>> START Supplied records
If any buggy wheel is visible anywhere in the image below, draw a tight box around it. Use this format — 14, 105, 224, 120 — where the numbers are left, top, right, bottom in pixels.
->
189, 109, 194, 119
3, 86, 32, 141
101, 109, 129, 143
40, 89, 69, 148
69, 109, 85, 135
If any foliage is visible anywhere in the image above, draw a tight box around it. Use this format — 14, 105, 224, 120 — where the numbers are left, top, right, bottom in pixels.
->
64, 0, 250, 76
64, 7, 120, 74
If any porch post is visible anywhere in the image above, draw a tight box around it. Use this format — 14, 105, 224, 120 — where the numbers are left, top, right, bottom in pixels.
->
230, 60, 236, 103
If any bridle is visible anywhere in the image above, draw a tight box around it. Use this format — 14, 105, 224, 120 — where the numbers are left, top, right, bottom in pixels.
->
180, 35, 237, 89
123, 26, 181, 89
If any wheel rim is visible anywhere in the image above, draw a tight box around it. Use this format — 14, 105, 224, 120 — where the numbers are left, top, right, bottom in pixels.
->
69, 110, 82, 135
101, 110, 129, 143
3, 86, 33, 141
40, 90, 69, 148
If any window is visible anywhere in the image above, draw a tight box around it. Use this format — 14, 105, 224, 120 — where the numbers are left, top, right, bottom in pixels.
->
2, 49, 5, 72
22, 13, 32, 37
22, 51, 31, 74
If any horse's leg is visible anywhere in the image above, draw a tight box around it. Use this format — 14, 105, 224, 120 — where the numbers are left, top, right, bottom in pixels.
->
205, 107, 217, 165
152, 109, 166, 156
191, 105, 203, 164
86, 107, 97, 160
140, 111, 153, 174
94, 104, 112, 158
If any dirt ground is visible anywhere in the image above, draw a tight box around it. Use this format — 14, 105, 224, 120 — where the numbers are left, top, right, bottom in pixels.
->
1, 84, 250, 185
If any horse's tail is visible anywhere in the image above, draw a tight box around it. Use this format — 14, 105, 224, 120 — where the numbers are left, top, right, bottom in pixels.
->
>> END Supplied records
What you should do: Reproduce the items word for word, starting at the very beginning and ending at the line that contains "1, 84, 250, 185", including that line.

Answer to this task:
If any buggy wheel is visible anywhere in the image below, draw a tight box around it. Use this format — 14, 105, 224, 120 — where the numbers are left, top, right, bottom in pixels.
->
189, 109, 194, 119
3, 86, 32, 141
101, 109, 129, 143
40, 89, 69, 148
69, 109, 85, 135
If any foliage is visible anywhere in the image above, draw a tight box around it. Use this format — 14, 105, 224, 120 — where the numbers are left, top, right, bottom in pixels.
->
64, 0, 250, 76
64, 7, 120, 74
If any porch post is visible anywhere in the image above, draw a tight box around it. Use this format — 14, 105, 224, 120 — where the numbers are left, top, right, bottom in pixels.
->
230, 60, 236, 103
If any bridle is visible anywhere in the image above, draw a tight box around it. Use this format — 14, 105, 224, 120 — where the numbers are left, top, right, bottom in pixels.
->
180, 35, 237, 89
123, 26, 181, 89
If any wheel rim is visible anywhere in the image above, draw a tight box around it. Use this format — 14, 105, 224, 120 — where the numbers are left, top, right, bottom in pixels.
->
69, 110, 82, 135
101, 110, 129, 143
3, 86, 33, 141
40, 90, 69, 148
If any window is visible anywhere in the image above, draw a tight box around it. Use this format — 14, 105, 224, 120 — where the numbers are left, top, right, bottom in pixels.
->
2, 49, 5, 72
22, 13, 32, 37
22, 51, 31, 74
If any horse's leg is visible anywhere in the image above, draw a tight box around it. Use this format — 14, 105, 224, 120 — where the numbers are left, top, right, bottom in pixels.
->
205, 107, 217, 165
152, 109, 166, 156
191, 105, 203, 164
86, 107, 97, 160
140, 111, 153, 174
94, 104, 112, 158
If any dirt ground is visible anywhere in the image above, draw a tight box around it. Use this format — 14, 105, 224, 120 — where the numbers are left, top, right, bottom in pixels.
->
1, 84, 250, 185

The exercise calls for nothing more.